REQUIREMENT A » Write out the stretch of the passage on falling birth rates from "Yet when it" through "is a guide.", keeping every word and punctuation mark as it appears.
REQUIREMENT B » In the passage on falling birth rates, at which university does Philip Cohen work?

Vance’s views align with pronatalism, a political movement aimed at increasing birth rates. As fertility rates plummet worldwide, that movement has become increasingly popular, with beliefs and policies spanning the political spectrum. Some countries have adopted left-leaning policies, from tax credits for new parents to paid parental leave, to encourage childbearing. Meanwhile, in right-leaning circles, adherents tend to eschew state-funded support for children and families. They instead advocate for a return to a traditional form of nuclear families, or small, isolated family units, where women raise the children and men bring home the bacon.

Yet when it comes to increasing fertility, such policies and suggestions have largely failed. That’s because people’s reasons for foregoing children in the modern era run deep, many social scientists say. In fact, some say asking how to boost fertility is the wrong question altogether. Better to look at how to support communities. Evolutionary history, they say, is a guide.

“In ancient times, the nuclear family was not the system for taking care of children,” says Philip Cohen, a sociologist and demographer at the University of Maryland in College Park. Instead, humans practiced a cooperative form of child-rearing in which caregivers beyond the mom and dad, including extended kin, older siblings and community members, played a central role in raising children.

RAW DATA »

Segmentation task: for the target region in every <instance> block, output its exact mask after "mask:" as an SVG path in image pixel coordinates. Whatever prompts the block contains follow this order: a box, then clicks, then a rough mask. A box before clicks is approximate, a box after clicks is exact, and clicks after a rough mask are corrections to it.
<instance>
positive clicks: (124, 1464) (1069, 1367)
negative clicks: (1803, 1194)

--

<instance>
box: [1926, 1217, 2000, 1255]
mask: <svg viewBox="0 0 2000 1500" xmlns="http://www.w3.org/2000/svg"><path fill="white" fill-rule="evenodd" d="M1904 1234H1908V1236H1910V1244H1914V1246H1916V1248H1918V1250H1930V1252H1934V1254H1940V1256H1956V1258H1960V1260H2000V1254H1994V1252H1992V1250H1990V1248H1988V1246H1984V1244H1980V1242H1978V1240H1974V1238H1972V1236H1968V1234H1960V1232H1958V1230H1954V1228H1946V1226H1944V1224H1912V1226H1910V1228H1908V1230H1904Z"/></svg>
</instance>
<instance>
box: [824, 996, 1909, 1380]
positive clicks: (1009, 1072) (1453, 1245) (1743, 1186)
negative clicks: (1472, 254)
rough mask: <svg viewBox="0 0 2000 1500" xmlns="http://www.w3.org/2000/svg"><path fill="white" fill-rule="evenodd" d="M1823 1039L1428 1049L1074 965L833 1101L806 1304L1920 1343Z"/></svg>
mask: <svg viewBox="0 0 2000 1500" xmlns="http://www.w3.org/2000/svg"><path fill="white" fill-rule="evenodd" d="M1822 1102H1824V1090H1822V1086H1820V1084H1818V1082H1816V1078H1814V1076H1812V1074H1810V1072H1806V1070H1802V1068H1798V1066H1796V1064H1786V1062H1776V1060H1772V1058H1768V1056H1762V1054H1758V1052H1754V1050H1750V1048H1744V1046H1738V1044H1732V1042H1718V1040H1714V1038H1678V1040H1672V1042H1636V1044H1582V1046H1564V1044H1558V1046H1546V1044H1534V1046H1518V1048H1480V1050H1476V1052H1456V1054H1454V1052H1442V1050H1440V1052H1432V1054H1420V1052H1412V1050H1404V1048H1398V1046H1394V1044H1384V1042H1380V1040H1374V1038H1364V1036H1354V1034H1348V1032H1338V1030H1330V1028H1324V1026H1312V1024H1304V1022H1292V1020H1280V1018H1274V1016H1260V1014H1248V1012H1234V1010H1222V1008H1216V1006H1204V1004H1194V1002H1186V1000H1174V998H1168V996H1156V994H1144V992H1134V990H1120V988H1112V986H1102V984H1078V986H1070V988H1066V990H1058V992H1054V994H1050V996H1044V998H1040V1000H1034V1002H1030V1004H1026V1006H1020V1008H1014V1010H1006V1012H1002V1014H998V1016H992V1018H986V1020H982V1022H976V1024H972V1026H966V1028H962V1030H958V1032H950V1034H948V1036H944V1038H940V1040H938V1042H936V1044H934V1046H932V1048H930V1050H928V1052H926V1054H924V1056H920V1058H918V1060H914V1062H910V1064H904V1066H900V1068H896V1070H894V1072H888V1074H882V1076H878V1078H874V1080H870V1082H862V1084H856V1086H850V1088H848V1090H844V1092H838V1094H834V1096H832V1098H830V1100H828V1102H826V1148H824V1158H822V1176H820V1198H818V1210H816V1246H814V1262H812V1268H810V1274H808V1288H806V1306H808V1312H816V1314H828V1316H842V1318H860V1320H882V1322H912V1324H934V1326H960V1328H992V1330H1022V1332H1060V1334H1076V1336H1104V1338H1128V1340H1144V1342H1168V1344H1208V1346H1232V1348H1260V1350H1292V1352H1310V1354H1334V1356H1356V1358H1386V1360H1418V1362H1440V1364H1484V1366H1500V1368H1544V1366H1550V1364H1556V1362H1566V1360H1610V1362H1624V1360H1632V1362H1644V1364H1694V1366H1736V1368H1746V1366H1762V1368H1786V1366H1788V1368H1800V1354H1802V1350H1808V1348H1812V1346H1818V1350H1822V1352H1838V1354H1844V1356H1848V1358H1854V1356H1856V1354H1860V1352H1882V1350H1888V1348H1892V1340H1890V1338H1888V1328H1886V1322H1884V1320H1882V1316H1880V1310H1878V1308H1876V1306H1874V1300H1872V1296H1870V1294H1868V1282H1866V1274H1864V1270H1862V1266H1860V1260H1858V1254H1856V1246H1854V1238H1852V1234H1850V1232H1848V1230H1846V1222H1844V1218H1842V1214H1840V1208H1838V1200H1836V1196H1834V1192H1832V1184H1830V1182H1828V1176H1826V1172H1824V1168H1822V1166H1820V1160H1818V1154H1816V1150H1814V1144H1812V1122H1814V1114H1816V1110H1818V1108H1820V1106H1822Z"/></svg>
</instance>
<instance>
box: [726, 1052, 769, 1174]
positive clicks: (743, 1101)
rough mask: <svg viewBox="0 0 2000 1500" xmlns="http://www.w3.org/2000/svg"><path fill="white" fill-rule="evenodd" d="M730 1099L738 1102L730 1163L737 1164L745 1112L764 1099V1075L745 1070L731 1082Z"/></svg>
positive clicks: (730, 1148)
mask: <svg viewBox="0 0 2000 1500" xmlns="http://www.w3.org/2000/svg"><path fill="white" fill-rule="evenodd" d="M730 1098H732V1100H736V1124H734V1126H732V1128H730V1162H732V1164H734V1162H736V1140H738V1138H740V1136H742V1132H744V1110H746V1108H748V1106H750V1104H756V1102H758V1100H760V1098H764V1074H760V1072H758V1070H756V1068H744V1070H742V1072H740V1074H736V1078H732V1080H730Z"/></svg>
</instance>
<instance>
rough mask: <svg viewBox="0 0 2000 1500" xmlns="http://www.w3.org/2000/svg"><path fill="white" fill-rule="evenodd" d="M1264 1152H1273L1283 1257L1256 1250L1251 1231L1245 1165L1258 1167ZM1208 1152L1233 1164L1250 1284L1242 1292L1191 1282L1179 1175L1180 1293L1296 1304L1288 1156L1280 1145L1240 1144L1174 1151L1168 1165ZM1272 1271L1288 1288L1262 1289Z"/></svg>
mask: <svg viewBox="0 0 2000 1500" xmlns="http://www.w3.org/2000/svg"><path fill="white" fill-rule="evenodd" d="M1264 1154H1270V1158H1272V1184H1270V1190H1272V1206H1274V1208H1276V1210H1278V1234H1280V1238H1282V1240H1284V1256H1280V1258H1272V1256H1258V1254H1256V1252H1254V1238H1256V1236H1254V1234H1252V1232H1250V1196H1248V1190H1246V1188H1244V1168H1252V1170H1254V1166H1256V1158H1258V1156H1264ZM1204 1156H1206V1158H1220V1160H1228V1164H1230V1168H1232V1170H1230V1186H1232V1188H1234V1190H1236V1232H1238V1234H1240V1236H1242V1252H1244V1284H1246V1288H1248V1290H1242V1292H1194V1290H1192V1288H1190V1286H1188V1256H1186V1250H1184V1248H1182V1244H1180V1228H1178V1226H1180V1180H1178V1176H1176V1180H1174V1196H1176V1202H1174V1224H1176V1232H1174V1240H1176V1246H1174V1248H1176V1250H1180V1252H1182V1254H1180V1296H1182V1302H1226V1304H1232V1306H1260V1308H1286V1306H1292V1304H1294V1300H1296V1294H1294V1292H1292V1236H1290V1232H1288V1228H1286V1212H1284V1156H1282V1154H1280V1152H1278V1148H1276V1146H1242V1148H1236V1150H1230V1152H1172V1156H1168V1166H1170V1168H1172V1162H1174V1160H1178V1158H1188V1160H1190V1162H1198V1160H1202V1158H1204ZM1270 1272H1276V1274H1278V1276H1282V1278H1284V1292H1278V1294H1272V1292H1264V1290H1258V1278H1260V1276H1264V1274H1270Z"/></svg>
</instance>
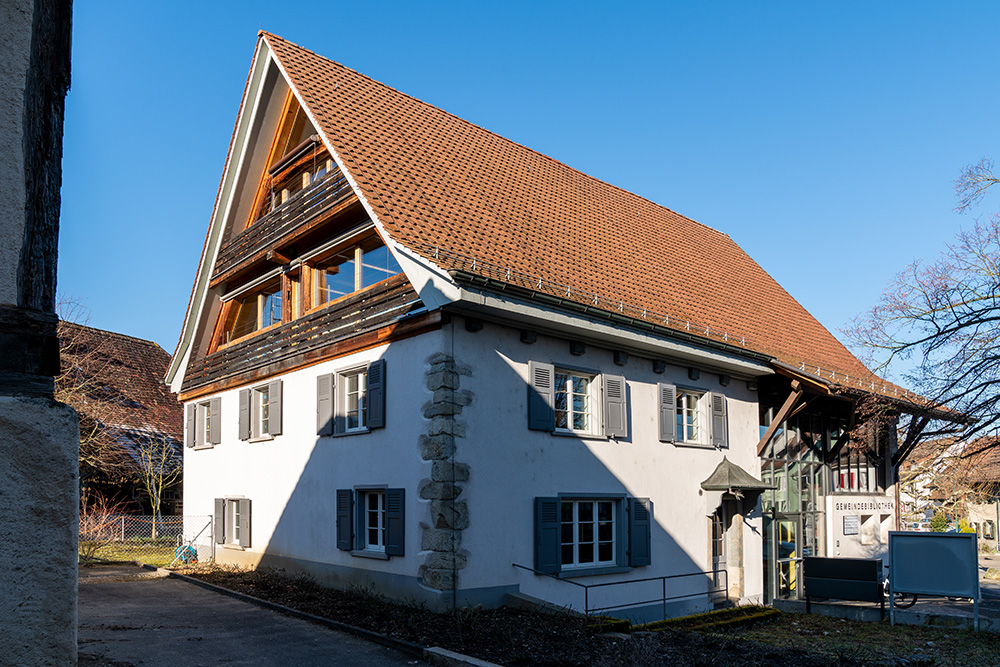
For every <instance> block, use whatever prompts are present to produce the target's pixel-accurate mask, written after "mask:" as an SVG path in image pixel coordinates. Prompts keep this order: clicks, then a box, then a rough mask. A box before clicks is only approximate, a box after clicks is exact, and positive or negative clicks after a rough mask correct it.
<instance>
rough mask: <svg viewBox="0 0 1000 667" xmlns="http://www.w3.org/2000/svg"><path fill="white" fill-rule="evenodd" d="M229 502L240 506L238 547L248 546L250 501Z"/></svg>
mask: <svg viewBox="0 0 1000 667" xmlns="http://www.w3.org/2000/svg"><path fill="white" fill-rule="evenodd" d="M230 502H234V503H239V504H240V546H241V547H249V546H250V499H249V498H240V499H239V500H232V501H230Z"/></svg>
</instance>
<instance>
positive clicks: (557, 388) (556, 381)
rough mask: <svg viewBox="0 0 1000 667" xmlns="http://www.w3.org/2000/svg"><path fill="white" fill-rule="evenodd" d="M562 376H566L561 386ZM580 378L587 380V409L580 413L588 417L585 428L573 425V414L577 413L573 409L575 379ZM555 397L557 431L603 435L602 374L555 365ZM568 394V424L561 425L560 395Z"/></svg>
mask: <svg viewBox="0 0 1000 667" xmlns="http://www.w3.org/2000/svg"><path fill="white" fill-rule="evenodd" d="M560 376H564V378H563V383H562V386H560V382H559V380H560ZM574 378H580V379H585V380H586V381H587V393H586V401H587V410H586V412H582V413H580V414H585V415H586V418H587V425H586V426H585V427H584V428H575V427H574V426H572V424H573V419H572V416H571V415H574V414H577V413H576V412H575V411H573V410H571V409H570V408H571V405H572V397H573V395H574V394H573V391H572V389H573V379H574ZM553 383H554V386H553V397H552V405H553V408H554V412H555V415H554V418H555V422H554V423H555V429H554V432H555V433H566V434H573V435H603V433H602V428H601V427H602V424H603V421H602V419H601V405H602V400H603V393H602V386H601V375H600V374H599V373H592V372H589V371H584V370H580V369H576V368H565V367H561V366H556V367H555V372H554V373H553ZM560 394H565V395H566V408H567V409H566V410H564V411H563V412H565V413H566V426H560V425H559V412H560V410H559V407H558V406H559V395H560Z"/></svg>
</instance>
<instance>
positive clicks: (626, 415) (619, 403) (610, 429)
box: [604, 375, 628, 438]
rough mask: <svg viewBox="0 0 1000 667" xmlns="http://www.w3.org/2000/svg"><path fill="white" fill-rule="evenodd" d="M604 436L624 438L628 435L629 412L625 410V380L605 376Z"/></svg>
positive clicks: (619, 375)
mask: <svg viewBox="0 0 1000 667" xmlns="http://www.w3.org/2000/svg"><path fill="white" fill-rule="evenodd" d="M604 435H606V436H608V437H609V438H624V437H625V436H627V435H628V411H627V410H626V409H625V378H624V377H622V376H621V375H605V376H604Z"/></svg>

---

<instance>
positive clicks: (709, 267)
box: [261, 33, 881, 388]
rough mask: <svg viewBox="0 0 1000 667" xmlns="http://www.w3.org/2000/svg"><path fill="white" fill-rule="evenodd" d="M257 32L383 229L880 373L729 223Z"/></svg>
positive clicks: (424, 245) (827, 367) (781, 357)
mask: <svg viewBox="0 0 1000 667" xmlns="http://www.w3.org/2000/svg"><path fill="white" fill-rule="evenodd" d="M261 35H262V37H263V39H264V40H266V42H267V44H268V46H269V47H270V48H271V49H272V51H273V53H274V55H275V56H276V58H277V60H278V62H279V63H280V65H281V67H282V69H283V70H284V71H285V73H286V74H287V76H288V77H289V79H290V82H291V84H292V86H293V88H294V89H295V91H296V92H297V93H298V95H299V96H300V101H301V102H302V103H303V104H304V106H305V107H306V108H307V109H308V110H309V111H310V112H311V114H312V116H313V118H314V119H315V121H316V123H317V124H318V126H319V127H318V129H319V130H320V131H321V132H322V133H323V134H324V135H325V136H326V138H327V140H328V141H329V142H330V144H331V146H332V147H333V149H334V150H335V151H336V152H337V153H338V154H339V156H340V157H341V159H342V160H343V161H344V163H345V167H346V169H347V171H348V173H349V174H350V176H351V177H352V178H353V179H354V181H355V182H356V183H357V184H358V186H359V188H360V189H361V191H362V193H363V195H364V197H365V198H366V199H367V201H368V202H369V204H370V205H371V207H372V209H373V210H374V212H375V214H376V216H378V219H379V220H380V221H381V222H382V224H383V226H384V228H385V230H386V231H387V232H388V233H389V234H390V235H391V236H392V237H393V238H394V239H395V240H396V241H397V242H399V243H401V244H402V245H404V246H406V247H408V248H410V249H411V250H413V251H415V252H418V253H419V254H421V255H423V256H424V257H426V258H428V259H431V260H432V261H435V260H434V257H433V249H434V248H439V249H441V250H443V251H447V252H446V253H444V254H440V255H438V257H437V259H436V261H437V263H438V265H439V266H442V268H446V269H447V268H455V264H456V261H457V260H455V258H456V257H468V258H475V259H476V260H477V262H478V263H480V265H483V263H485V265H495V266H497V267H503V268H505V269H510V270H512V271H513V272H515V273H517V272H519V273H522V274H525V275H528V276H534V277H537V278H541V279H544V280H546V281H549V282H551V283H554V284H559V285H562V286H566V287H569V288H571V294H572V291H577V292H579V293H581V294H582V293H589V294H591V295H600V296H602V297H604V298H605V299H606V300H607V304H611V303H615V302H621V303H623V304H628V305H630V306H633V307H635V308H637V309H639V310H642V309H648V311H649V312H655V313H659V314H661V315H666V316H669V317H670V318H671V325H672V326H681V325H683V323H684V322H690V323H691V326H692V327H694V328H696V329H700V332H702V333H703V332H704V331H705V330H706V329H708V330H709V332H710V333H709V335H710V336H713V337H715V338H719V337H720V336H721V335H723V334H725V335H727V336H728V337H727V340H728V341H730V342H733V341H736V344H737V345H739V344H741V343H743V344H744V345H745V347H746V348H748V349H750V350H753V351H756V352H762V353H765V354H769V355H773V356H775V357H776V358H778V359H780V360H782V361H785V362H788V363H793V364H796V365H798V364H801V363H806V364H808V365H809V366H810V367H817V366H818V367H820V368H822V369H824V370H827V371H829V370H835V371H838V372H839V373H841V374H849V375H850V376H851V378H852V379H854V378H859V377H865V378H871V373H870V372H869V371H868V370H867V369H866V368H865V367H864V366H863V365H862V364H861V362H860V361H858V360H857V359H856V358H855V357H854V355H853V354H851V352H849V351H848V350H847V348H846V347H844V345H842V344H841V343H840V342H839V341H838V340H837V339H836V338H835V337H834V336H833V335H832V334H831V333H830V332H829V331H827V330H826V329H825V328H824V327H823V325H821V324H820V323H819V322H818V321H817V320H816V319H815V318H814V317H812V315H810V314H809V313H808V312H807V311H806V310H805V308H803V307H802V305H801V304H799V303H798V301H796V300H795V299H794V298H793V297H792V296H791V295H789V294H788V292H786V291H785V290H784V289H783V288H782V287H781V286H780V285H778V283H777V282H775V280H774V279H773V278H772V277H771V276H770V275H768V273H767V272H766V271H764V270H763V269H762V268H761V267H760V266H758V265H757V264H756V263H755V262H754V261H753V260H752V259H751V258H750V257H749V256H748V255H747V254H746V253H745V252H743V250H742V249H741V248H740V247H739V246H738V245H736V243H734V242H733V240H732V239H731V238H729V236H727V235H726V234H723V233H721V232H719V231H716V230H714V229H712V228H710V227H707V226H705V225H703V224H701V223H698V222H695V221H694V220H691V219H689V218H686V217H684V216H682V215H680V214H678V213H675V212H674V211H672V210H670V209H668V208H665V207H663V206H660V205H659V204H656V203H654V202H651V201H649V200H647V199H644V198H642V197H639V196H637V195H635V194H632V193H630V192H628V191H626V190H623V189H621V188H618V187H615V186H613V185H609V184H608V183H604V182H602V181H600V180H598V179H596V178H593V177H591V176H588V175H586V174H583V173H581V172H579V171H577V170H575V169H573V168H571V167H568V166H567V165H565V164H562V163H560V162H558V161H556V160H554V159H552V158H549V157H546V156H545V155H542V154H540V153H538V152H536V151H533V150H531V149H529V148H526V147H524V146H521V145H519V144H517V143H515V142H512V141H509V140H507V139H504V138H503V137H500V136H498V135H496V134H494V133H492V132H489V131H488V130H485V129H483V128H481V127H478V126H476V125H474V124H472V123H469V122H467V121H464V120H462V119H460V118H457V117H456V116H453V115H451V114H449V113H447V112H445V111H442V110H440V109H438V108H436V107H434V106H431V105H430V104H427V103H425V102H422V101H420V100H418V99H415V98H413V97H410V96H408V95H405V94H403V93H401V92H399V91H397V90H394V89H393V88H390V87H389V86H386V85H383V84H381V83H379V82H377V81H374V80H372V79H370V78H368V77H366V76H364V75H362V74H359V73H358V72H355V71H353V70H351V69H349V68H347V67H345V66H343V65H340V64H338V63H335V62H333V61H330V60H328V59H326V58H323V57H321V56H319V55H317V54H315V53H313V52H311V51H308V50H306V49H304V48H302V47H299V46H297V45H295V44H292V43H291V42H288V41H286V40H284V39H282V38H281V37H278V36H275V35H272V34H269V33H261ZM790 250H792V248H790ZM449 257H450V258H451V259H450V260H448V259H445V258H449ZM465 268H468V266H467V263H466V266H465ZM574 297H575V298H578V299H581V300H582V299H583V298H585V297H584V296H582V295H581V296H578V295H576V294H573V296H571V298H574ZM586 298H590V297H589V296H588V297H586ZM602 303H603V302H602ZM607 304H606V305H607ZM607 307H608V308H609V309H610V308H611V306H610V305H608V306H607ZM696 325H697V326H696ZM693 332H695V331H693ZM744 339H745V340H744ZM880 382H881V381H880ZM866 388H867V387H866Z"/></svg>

YOUR RESPONSE A »
Yet when it comes to increasing fertility, such policies and suggestions have largely failed. That’s because people’s reasons for foregoing children in the modern era run deep, many social scientists say. In fact, some say asking how to boost fertility is the wrong question altogether. Better to look at how to support communities. Evolutionary history, they say, is a guide.

YOUR RESPONSE B » The University of Maryland in College Park.